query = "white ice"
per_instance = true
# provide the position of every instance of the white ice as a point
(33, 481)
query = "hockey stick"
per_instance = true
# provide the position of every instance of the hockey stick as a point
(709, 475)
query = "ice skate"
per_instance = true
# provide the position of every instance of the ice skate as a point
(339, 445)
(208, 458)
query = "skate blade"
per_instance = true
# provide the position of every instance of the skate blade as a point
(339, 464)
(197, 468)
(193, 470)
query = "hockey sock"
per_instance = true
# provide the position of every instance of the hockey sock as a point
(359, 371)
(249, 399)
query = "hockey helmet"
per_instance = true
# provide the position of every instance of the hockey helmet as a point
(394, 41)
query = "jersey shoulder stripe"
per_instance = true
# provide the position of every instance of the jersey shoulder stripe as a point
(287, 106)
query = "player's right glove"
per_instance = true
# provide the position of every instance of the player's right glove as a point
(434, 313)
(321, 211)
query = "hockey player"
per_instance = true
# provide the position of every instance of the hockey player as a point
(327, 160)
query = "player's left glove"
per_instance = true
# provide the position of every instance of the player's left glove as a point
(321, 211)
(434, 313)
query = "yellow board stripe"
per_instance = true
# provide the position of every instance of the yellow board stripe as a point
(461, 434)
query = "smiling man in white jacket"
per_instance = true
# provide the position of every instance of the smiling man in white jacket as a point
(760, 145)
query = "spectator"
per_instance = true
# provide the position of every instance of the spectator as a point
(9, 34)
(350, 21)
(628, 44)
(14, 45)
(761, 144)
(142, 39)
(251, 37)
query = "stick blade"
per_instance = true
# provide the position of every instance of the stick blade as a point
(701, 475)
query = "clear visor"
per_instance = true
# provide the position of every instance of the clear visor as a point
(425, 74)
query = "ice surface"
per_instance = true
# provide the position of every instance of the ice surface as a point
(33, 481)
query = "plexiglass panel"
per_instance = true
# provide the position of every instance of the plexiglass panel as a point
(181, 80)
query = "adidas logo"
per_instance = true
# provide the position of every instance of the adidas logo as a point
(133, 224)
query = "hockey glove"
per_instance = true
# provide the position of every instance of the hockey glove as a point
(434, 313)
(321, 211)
==*==
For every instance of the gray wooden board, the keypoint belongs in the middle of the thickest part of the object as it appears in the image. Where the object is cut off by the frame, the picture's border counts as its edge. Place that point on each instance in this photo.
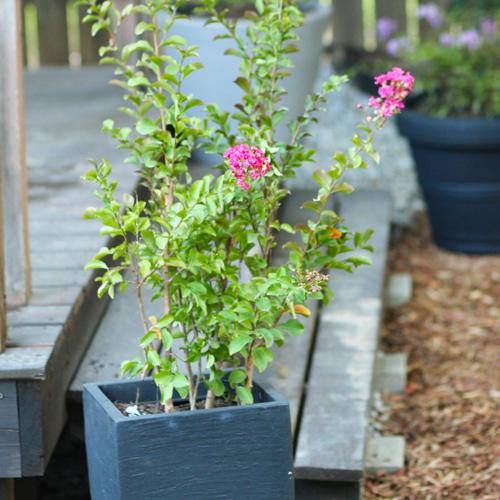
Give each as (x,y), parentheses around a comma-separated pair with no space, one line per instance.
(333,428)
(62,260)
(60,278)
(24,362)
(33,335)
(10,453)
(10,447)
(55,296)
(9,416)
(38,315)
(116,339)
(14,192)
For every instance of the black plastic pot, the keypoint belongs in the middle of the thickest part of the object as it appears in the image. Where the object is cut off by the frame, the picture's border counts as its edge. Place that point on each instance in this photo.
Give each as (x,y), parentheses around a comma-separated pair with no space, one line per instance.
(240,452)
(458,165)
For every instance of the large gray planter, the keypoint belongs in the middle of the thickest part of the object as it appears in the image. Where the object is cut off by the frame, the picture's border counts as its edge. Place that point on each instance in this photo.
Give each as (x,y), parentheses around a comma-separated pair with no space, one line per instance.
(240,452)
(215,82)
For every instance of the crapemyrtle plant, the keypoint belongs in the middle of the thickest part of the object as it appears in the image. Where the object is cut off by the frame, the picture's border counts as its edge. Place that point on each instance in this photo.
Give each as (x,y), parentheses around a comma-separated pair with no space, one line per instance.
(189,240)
==*==
Your goal ▸ Return each line of the listing that holds the string "gray".

Result ▸
For every instance of the gray wooden board, the keypoint belongs in the middle of the thickest part of the object as it appears in the image. Where the object is cut off by the frame, the picture's border counts as its edge. Place that point on each instance in this photo.
For every instance of the large gray planter, the keypoint belongs in the middle of the thickest part of the object as it appears in the image. Where the object is cut off by the frame, the picture's border counts as its edge. Place that point on each instance in this photo.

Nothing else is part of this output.